■ What you need to do:
Filter the records for "block" and keep each line that has it.

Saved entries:
= = = = =

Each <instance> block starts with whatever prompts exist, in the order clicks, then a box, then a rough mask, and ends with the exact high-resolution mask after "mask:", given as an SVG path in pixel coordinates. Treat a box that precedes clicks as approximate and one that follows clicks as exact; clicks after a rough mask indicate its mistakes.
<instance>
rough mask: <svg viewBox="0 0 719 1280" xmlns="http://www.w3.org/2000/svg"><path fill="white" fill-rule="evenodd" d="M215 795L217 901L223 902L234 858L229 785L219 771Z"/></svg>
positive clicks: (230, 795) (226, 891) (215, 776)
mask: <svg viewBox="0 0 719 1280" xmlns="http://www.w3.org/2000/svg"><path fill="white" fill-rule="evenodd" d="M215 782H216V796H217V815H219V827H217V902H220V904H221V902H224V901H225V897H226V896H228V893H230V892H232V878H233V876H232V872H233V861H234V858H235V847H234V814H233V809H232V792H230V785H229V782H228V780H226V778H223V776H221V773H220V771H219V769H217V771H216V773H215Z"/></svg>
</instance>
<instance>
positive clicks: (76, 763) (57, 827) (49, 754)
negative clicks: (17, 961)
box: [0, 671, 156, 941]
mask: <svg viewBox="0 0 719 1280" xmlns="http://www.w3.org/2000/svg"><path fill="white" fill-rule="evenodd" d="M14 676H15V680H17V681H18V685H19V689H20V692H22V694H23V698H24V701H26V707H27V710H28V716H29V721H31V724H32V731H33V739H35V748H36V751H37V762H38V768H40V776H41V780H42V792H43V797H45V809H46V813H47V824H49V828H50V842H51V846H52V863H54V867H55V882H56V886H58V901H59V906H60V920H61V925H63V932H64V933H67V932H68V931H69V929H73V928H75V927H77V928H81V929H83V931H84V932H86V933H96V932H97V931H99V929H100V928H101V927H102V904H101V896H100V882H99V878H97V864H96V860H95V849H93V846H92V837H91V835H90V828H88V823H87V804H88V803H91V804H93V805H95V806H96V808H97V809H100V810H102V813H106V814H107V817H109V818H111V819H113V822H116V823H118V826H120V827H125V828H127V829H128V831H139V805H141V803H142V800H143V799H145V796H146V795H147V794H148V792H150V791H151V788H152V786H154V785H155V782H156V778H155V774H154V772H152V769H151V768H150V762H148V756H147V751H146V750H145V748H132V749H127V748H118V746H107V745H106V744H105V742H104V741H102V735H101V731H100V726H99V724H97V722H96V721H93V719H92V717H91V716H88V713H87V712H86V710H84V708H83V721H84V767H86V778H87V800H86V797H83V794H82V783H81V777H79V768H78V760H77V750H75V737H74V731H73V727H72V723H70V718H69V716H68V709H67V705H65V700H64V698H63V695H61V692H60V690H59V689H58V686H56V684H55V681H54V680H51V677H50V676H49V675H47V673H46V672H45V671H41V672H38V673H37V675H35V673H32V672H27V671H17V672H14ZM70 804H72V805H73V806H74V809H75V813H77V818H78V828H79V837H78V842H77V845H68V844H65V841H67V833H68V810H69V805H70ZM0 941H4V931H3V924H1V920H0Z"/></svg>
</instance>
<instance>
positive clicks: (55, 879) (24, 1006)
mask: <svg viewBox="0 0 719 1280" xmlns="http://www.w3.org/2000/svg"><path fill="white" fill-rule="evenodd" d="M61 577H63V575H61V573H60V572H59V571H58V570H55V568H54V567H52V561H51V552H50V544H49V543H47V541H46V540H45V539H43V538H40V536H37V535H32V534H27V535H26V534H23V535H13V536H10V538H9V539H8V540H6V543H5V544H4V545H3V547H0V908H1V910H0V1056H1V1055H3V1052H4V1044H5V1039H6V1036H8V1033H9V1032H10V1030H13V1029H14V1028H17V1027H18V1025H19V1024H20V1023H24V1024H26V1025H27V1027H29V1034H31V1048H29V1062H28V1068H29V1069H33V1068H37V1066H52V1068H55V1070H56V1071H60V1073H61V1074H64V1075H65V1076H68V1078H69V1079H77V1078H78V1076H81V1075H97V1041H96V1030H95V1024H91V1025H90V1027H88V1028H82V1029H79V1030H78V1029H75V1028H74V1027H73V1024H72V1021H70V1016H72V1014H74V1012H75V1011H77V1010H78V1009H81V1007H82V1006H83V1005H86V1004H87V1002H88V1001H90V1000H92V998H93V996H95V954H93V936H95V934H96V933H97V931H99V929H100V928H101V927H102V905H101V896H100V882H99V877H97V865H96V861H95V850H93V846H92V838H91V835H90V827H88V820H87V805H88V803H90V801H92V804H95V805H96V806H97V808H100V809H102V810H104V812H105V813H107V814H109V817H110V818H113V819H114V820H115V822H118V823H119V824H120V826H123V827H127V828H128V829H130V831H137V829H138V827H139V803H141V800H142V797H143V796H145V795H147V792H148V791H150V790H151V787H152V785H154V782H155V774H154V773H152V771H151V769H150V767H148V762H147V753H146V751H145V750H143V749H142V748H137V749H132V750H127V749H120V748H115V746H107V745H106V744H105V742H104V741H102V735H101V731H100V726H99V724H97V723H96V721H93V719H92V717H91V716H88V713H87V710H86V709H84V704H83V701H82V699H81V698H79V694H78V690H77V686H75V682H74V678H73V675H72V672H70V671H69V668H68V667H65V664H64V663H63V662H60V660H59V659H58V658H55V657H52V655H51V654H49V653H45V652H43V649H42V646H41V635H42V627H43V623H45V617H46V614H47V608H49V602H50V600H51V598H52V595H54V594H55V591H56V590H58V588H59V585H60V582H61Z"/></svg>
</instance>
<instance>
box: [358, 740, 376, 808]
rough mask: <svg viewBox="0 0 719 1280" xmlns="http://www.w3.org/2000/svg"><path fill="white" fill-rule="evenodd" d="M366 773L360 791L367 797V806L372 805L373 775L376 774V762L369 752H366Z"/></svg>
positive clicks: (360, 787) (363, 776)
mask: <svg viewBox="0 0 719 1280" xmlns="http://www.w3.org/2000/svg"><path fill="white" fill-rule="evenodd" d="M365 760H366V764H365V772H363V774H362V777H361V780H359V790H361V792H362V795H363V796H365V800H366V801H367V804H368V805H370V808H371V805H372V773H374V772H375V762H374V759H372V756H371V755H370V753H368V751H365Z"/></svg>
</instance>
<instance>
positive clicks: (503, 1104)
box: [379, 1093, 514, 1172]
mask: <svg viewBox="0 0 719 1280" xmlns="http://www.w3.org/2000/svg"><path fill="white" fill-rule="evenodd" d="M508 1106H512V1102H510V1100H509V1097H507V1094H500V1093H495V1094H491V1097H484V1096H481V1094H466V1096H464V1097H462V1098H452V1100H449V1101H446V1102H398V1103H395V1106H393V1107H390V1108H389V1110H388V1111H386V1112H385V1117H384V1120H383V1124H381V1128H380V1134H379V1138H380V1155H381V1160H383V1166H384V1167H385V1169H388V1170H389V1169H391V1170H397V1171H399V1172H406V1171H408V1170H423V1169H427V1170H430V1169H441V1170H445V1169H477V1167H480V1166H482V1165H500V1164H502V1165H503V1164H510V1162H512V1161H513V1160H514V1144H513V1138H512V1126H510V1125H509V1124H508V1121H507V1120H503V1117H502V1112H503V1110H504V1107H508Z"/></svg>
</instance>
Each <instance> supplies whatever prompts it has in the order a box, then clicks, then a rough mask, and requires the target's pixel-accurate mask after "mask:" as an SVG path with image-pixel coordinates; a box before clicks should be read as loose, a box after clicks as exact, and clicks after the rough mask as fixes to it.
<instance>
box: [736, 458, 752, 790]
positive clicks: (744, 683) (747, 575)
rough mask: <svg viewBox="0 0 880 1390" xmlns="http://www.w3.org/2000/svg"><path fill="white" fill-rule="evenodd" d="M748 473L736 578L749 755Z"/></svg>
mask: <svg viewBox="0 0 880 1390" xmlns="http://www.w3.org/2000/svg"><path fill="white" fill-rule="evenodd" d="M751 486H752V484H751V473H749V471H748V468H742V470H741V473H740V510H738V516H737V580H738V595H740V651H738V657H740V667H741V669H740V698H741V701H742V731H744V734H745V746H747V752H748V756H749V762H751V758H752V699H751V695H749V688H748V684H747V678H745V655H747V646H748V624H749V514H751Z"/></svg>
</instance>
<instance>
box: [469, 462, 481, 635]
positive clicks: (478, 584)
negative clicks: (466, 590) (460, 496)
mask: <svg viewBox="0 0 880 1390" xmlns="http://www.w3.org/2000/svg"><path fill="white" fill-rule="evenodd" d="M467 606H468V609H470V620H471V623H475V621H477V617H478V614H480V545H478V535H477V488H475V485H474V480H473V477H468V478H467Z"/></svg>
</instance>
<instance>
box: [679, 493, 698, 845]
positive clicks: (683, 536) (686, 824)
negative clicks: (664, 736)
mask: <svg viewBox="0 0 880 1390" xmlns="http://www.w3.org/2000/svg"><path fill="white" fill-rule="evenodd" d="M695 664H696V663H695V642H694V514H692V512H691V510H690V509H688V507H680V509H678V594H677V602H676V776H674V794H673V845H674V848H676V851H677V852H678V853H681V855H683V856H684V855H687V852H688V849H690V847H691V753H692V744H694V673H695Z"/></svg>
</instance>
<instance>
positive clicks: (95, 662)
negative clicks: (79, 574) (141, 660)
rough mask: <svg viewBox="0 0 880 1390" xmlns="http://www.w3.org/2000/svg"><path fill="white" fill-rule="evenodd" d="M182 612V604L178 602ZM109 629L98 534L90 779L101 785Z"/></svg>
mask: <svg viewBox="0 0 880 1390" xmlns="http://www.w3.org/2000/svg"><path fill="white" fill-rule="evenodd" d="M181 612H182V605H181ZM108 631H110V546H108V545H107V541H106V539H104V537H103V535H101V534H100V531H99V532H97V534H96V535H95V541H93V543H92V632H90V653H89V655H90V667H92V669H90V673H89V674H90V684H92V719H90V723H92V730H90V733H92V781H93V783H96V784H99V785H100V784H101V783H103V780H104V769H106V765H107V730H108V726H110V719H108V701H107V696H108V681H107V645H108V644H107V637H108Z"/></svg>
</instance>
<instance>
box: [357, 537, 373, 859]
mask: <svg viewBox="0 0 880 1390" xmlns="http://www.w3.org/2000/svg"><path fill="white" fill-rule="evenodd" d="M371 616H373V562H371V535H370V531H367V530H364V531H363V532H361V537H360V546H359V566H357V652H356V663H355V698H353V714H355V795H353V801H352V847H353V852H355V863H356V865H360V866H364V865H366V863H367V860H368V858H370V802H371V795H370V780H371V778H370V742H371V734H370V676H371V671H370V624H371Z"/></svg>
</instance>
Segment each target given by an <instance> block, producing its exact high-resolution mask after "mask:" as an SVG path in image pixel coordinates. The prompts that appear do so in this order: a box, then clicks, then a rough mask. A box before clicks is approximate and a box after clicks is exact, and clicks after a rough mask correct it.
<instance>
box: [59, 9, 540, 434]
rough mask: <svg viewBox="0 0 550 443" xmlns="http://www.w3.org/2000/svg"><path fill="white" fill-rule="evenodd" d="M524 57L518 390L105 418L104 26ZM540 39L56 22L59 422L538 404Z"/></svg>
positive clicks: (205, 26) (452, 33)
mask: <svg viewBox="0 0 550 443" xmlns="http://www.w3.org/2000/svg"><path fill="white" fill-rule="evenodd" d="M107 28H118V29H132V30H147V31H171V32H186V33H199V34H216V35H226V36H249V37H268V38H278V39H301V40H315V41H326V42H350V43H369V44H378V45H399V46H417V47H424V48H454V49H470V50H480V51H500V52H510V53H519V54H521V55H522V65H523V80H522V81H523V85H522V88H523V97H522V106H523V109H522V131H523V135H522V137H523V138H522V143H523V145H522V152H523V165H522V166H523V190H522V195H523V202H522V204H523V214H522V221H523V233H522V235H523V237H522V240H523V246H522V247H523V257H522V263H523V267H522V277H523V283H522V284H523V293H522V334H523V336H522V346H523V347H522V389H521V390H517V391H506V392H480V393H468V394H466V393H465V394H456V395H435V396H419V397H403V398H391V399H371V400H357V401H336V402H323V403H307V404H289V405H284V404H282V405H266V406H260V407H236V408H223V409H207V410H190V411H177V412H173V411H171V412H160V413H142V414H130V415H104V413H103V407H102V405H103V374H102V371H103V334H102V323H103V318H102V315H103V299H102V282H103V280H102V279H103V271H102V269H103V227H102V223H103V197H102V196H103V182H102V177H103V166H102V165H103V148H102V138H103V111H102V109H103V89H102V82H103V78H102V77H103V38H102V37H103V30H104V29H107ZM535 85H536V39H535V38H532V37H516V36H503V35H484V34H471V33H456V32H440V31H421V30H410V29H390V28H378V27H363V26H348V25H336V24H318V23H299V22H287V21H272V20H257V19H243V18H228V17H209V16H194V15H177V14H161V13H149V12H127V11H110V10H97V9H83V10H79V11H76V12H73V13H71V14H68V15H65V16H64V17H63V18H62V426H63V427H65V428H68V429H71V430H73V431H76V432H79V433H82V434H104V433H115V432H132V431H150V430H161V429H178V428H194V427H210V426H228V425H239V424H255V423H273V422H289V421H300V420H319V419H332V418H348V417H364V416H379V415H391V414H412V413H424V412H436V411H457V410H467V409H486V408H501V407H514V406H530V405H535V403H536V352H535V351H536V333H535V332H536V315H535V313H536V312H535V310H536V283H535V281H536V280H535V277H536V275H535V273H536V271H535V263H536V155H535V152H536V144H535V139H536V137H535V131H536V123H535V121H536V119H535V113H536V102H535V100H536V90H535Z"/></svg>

= = = = =

■ Reply to the exercise:
Each <instance> block starts with whatever prompts exist, in the order clicks, then a box, then a rough mask, and ends with the exact high-resolution mask after "mask:", given as an SVG path in pixel coordinates. Treat a box that precedes clicks as approximate and one that follows clicks as exact; clicks after a rough mask indicate its mistakes.
Segment each target given by an <instance> block, producing its exact high-resolution mask after "mask:" as an SVG path in image pixel coordinates. The prompts that appear do so in this order: a box, then clicks, then a rough mask. A box before clicks is approximate and a box after clicks is exact, and clicks after a rough mask correct it.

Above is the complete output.